**** Verilen Metin ****
Dergâhları “yaralı ceylanlar kulübü” diye adlandırmanız, tasavvufa çok özgün bir bakış açısı, bence… Şimdi gelin şu ceylan motifini açalım, birlikte.

Demek “geyik muhabbeti” yapacağız şimdi… (Gülüşmeler)

Haydi, öyle olsun, diyelim.

Aslında aziz kardeşim, şaka bir yana aksine üzücüdür! Geyik, kültürümüzde sihirli bir hayvandır; muhabbet ise ilâhî aşk ile örülü söyleşidir. Oysa, ne yazık ki şimdi bu iki duygu yüklü kelimeyi birleştirip saçma sapan konuşmaları tanımlamak için kullanıyorlar. İçini boşaltıp, değersizleştiriyoruz, kavramları.

Ama, yüzyılın, XXI. yüzyılın hastalığı bu! Değerleri değersizleştirmek…

Aynen! Geleneği yok eden, tüketen bir alışkanlığımız doğdu. Hatta, alışkanlığın ötesinde. Eğilim, âdeta hırs!

Tam aksine, bizim milletimizin ta kadim günlerine dayanan bir “geyik kültü” vardı. Geyik bizim dostumuz, arkadaşımızdı.

Evet, Yaralı Ceylanlar Kulübü kitabımın kapağına bak. Benim Twitter’daki profilimde de aynı minyatür var; bir delikanlı ile ceylan. Görüşüyorlar. Efsaneye göre o kişi Kerem’dir. Aslı’nın Keremi. Ceylan’a aşk yarasını anlatıyor. Bu sevdayı o ceylandan başkası anlamaz diye herhalde.

İlginç… Evet, o ceylan figürüne dönelim. Aslında dilimizde ceylanla ilgili ne kadar çok kelimemiz var: Geyik, ahu, gazal, antilop gibi…

Bilebildiğim kadarıyla Anadolumuzda üç türlü yerli geyik varmış. Kızıl renkli olana maral deniyor. Diğerleri karaca ve alageyik. Erkek Alageyik’in adı antilop, dişisi karaca, yavrusu da ceylan olarak adlandırılırmış.

Bu bile geyiğin kültürümüzdeki önemli konumunu perçinlemiyor mu?

Türk mitolojisinde geyik başlı başına bir araştırma konusudur. Ona temas edeceğiz ama sanıyorum, diğer uygarlıklarda da geyik mitosunu görmek mümkün.

Doğrudur; Çin’den İskandinavya’ya geyik, masalların başkahramanıdır. Nasıl olmasın ki! Geyik; estetik bir yapıya sahiptir. Güzeldir, büyüleyici bakışları vardır. Hassastır, alıngandır, ürkektir. Doğanın nazenin sakinidir, o.

Fakat zaman içinde bu mistik yaratık, Noel Baba’nın hediye katarına bağlanarak, Tüketim Toplumu’nun alışveriş çılgınlığına alet edilmekte. (Gülüşmeler) Şimdiki nesiller, geyik deyince Noel Baba’yı hatırlıyorlar!..
**** Sağlanan Veriler ****
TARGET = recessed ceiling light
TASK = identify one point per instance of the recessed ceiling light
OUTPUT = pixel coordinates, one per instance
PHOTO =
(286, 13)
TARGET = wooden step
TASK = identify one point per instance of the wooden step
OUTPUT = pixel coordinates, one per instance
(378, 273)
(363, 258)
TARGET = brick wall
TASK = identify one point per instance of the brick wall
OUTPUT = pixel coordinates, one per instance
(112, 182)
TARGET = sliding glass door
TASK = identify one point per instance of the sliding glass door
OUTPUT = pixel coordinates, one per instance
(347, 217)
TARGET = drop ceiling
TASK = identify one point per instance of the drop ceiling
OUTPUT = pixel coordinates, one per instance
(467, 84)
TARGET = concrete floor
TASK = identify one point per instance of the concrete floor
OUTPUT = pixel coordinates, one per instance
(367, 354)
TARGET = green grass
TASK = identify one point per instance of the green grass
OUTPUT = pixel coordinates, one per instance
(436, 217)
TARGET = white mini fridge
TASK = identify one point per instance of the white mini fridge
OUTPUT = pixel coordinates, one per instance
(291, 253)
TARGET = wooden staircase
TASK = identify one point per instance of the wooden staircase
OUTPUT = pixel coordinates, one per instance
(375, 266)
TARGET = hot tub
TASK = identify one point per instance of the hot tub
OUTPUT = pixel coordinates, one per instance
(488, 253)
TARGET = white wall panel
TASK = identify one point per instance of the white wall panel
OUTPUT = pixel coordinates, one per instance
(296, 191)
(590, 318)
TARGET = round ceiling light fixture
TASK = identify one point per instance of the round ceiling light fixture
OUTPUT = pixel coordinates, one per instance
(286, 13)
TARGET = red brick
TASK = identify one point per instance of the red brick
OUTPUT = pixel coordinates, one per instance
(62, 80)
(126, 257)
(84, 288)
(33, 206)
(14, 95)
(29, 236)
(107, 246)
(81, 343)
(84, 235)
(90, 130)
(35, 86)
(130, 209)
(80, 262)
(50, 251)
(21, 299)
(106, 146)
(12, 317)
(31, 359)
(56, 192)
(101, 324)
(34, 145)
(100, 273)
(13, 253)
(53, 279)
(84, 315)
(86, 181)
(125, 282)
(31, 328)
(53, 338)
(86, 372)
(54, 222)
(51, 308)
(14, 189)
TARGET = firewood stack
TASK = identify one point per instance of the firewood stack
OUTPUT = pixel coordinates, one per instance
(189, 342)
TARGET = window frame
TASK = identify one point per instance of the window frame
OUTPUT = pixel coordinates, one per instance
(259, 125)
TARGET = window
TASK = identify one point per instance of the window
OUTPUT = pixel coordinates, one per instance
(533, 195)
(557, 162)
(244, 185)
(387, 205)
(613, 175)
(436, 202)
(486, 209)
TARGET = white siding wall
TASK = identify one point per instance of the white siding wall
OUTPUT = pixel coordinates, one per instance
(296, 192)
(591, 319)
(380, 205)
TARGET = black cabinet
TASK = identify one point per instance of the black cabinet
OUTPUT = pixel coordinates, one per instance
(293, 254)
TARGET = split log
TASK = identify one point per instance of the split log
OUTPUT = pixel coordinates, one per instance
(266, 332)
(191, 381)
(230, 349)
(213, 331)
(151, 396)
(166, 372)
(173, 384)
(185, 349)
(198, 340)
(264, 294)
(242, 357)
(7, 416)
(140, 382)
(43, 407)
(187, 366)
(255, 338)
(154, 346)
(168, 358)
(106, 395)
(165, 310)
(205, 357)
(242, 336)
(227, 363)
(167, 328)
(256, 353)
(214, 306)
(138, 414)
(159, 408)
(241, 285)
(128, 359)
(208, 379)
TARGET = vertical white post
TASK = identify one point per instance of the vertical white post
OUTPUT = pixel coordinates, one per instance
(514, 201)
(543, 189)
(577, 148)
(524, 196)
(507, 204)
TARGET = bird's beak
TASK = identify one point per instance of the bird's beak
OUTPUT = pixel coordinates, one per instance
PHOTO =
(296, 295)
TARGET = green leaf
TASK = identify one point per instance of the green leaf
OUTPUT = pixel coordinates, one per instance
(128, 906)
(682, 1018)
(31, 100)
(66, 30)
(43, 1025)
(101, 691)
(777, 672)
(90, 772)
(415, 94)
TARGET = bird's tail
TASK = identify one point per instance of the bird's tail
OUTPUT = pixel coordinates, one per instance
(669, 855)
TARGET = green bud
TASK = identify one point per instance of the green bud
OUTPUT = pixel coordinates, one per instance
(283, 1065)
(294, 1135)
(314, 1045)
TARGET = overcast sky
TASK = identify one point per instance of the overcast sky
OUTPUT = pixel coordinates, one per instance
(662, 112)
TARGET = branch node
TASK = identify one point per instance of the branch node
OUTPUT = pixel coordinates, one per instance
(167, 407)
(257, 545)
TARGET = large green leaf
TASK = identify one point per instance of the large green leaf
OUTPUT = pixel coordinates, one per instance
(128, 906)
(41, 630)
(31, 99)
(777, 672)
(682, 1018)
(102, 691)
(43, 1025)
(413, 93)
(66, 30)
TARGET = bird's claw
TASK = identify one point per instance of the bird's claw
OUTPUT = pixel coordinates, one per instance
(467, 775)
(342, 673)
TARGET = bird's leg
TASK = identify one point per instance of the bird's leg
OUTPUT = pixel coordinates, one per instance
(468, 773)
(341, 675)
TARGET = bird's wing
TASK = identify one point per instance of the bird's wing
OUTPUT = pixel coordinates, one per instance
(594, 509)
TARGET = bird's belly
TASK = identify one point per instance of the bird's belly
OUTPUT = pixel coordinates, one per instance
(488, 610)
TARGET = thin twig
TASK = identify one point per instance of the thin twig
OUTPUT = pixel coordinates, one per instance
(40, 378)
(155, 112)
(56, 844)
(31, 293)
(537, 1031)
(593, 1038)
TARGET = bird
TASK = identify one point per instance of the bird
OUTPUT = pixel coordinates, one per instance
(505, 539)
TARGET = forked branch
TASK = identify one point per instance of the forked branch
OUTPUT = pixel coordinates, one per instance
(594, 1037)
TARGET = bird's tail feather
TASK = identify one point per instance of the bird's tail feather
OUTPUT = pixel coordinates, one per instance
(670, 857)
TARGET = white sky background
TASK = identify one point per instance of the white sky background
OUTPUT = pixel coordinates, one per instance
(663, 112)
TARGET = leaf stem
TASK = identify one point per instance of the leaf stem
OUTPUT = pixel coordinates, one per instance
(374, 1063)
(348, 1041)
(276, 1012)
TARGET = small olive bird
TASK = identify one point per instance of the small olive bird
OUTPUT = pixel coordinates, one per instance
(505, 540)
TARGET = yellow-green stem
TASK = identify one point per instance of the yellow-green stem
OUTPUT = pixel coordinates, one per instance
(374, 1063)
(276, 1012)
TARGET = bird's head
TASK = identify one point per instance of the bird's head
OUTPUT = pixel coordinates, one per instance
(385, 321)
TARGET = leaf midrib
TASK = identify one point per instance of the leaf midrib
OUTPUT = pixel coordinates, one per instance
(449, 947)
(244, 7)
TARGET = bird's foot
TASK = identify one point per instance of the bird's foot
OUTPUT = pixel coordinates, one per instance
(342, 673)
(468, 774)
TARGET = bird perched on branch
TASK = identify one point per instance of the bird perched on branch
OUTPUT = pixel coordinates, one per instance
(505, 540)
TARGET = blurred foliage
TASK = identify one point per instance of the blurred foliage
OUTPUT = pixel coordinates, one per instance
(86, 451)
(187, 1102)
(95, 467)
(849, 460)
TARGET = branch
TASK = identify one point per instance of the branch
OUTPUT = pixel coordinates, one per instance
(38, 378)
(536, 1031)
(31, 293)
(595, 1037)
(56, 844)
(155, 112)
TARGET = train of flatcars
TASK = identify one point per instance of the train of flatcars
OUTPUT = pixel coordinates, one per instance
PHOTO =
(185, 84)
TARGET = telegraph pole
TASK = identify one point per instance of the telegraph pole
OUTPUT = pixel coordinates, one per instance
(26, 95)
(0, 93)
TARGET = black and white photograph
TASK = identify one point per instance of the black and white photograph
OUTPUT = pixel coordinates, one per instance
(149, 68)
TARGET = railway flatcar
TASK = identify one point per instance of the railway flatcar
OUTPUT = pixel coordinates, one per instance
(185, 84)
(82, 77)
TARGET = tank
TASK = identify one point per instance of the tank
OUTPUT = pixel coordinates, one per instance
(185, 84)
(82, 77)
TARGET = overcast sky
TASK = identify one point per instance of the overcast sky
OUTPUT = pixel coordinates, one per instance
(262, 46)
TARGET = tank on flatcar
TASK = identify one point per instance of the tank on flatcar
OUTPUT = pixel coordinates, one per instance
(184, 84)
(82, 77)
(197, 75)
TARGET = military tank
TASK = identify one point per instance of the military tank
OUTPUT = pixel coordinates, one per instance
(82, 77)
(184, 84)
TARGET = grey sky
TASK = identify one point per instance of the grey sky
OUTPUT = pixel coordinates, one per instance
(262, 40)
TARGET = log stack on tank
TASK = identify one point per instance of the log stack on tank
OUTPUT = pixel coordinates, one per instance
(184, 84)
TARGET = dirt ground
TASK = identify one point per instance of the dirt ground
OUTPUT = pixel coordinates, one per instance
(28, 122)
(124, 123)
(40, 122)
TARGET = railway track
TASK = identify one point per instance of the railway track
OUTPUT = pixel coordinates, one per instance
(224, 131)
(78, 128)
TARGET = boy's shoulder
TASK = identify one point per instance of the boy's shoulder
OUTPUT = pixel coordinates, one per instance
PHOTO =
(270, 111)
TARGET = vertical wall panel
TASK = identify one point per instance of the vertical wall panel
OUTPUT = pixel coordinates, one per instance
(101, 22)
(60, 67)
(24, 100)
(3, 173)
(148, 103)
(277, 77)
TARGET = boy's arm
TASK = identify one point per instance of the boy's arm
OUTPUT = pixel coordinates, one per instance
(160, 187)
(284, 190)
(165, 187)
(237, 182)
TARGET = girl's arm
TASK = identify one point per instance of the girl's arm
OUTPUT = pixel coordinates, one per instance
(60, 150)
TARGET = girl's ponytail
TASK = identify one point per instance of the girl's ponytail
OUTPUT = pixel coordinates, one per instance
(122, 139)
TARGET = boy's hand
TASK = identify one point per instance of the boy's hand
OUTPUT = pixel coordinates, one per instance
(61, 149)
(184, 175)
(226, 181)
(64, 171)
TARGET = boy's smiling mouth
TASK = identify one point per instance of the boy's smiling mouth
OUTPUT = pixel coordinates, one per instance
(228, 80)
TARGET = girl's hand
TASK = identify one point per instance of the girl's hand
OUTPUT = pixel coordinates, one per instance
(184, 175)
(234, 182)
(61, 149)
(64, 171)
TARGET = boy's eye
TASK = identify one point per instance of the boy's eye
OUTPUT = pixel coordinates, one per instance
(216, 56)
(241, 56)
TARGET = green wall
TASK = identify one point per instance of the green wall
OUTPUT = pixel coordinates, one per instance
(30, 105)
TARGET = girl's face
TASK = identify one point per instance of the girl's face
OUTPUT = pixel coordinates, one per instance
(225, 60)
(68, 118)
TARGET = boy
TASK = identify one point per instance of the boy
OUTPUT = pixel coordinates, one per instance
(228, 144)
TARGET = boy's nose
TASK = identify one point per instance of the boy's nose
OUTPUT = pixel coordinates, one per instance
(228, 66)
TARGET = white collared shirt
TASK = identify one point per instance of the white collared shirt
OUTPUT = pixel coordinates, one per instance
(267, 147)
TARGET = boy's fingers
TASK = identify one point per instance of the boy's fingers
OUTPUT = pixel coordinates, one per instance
****
**Görev Listesi**
[a] Geyik ve ceylan üzerine söyleşideki “Doğrudur; Çin’den İskandinavya’ya geyik, masalların başkahramanıdır.” cümlesini lütfen İngilizceye çevirin.
[b] Geyik ve ceylan üzerine söyleşide dilimizde ceylanla ilgili olarak sayılan kelimelerin tümünü sıralayın.
[c] Geyik ve ceylan üzerine söyleşiyi son cümlesinin ardından sürdürün.
Veriler, metinden ayrı tutulan bağımsız bir malzemedir.

**Beklenen Çıktılar**
[a] That's right; from China to Scandinavia, the deer is the main hero of fairy tales.

[b] Geyik, ahu, gazal, antilop

[c]
Geyik de dünyevîleştirildi, sonunda. Sihrini yitirdi, desenize!..

Maalesef.

Geçmişe dönelim. Diğer uygarlıkları bir yana bırakıp kendi mitolojimize bakalım. Geyik, Orta Asya’dan beri sihirli “ongun”umuzdur, bizim.

Evet, “ongun”, amblem anlamında. Geyik, avlanması zor olduğu için bir yerde “ulaşılmaz” sayılmıştır. Öldürmesi güç olduğu için de ölümsüz sayılmıştır. Her iki unsur da birleşince geyiğin kutsal sayılması kaçınılmaz hale gelmiştir.

İslam öncesi Türk halkları için geyik, Tengri’nin (=Tanrı’nın) hayvanıdır, yani Tengri’nin, geyiği çok sevdiğine inanılırdı. Öyle ki, Kuzey Asya Türk budunlarının efsanelerine bakılırsa Tanrı, geyiğin ağladığını görmüş, üzülmüş ve O da geyikle birlikte ağlamıştır.

Benim de okuduğum kaynaklara göre geyik, Altay mitolojisinde göklerin ruhunu yere taşıyan, hatta onu dünyamızda yaşatan bir canlı varlık olarak karşımıza çıkmaktadır.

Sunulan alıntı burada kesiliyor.